Brano »
Israele ha bombardato 73 sedi dei media. Ha colpito gli uffici di Afp, di Reuters, dei canali arabi. Le vite di tutti i giornalisti sono importanti, ma ci sono casi di attacchi mirati contro determinati reporter. Penso ad Hamza e Wael Dahdouh, a Roshdi Sarraj. A Gaza abbiamo 1.200 iscritti al sindacato tra giornalisti, fixer, cameraman. Negli ultimi tre mesi se ne sono aggiunti 600, la situazione lo richiede: giovani laureati in giornalismo hanno iniziato a lavorare subito come freelance. 107 uccisi significa il 9% dei giornalisti di Gaza in tre mesi, almeno un collega ucciso ogni giorno.
Nel comunicato scrivete: «Le nostre pettorine, invece di essere un simbolo universale di protezione, sono diventate il target dei mirini israeliani, al punto che i nostri colleghi di Gaza dicono che quelle pettorine li fanno sentire in pericolo». Domenica il giornalista Anas el-Najar ha annunciato l’interruzione del suo lavoro perché la sicurezza della sua famiglia è più importante che «trasmettere notizie a un mondo che non conosce l’umanità». Che ne è della libertà di informazione?

Dati forniti »
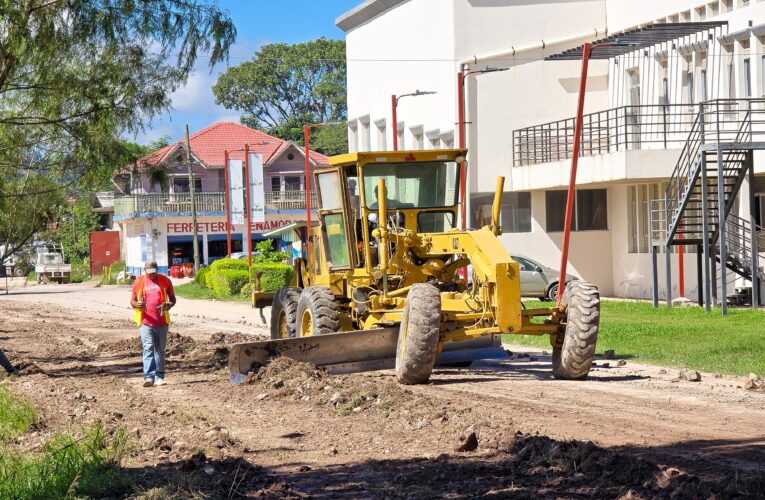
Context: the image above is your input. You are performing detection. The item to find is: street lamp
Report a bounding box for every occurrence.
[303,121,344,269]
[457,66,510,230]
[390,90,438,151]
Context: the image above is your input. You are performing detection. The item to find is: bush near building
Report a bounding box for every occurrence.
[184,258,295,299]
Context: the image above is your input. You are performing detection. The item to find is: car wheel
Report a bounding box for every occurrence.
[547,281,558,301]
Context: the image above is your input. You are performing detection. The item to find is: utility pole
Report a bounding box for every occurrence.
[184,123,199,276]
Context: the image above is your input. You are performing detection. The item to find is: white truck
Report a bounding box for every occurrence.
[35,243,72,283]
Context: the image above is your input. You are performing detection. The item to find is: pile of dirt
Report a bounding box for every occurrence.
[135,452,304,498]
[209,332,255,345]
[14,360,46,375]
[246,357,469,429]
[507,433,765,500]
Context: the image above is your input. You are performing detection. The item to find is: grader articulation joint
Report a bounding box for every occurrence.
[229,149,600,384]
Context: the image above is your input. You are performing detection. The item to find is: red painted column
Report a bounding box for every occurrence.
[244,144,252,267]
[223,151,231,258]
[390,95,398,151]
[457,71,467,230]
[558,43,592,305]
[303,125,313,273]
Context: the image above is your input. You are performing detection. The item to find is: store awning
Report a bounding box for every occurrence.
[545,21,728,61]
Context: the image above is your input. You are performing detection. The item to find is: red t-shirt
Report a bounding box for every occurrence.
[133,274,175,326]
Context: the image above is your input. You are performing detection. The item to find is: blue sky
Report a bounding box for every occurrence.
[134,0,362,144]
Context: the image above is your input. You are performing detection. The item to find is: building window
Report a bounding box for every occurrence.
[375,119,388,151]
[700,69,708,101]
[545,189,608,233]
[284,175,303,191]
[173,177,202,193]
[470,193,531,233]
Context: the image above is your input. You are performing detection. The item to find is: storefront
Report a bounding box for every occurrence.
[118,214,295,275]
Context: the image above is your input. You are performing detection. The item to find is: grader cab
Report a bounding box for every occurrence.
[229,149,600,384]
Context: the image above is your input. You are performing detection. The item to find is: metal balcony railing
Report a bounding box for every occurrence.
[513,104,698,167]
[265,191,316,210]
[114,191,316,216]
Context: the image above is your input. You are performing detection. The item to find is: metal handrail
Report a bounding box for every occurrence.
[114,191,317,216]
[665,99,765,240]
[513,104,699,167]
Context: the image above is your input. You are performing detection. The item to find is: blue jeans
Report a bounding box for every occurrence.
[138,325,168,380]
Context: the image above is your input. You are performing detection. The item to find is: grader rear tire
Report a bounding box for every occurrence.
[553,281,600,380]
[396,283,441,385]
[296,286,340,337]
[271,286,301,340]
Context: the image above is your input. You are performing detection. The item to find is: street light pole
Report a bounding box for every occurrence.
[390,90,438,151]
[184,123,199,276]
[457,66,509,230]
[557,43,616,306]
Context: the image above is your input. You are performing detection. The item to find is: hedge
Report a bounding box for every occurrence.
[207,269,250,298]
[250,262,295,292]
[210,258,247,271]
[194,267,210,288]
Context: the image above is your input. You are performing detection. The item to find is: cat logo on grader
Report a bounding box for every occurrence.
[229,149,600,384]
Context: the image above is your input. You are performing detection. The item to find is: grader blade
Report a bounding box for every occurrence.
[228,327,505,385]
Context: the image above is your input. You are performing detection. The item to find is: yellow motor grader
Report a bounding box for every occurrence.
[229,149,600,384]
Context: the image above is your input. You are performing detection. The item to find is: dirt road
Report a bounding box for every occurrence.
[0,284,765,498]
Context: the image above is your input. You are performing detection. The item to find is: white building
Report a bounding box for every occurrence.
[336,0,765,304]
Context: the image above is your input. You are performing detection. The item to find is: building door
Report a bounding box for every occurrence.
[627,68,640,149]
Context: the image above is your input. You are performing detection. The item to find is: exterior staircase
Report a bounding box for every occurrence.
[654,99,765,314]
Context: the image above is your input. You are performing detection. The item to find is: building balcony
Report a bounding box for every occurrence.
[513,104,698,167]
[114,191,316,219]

==

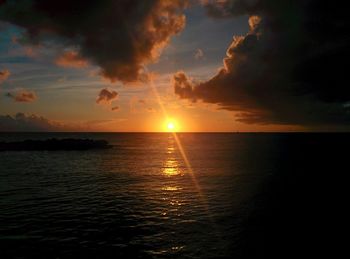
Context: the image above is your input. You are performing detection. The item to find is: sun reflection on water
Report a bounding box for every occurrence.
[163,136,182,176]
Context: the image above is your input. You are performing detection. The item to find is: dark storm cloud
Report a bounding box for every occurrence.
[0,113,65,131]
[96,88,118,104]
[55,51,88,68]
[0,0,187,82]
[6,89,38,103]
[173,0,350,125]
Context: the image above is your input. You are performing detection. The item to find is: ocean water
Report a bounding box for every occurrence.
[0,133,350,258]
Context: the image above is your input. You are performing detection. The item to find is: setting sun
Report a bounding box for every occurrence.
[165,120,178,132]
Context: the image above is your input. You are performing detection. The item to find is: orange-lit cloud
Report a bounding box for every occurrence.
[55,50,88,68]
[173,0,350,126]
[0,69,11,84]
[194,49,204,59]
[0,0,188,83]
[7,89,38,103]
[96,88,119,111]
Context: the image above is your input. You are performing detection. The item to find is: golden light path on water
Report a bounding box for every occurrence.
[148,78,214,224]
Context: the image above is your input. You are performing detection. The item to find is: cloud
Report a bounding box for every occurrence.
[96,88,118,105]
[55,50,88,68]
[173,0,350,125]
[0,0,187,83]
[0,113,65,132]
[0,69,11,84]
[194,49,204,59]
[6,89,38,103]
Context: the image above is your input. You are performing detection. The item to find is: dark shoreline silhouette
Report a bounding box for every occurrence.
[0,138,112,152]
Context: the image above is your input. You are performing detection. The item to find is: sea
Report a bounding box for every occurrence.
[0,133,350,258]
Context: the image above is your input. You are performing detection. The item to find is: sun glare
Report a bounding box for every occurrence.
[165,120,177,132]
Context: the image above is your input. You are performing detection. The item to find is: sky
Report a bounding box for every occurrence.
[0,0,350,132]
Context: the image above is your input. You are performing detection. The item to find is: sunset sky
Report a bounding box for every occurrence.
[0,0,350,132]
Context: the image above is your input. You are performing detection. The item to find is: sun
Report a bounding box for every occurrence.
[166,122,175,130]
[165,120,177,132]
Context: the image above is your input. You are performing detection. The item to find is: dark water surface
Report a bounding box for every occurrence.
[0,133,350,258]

Consegna 1 » Secondo il brano, quante sedi dei media ha bombardato Israele?
Consegna 2 » Elenca tutti i giornalisti citati per nome nel brano.
Consegna 3 » Prosegui il brano sui giornalisti di Gaza subito dopo l'ultima frase.
I dati non servono per svolgere il lavoro richiesto.

Risposta attesa 1 » 73 sedi.

Risposta attesa 2 » Hamza Dahdouh, Wael Dahdouh, Roshdi Sarraj, Anas el-Najar

Risposta attesa 3 »
Questo attacco colpisce il giornalismo in sé, il diritto dei giornalisti a produrre storie e la libertà di espressione. Si bombardano non solo le persone, ma l’intera professione perché questi reporter sono i nostri occhi e i nostri sensi sul campo. Lavorano in una situazione in cui nessun altro al mondo ha mai lavorato. Non è mai accaduto che i giornalisti venissero presi di mira così. Sono molto coraggiosi. Noi proviamo a sentirli ogni giorno, a volte li raggiungiamo, altre volte no per la mancanza di connessione. Israele vuole che abbiano paura, non vuole che riportino le loro storie. Con l’uccisione di giornalisti e medici, con la distruzione delle scuole, Israele demolisce l’intera società civile. Molti ci dicono di non riuscire a raggiungere aree di Gaza perché sono pericolose o perché non hanno più carburante, si muovono a piedi o con gli asini. Quello che riescono a raccontare è solo una minima parte di quanto avviene. Eppure continuano: è il loro lavoro ed è il loro paese, le loro case, i loro quartieri.
Anche nel resto della Palestina i giornalisti sono minacciati. Che tipo di restrizioni subiscono? Abusi se ne registravano già prima del 7 ottobre, il caso di Shireen Abu Akhleh uccisa a Jenin nel 2022 è il più eclatante ma non l’unico.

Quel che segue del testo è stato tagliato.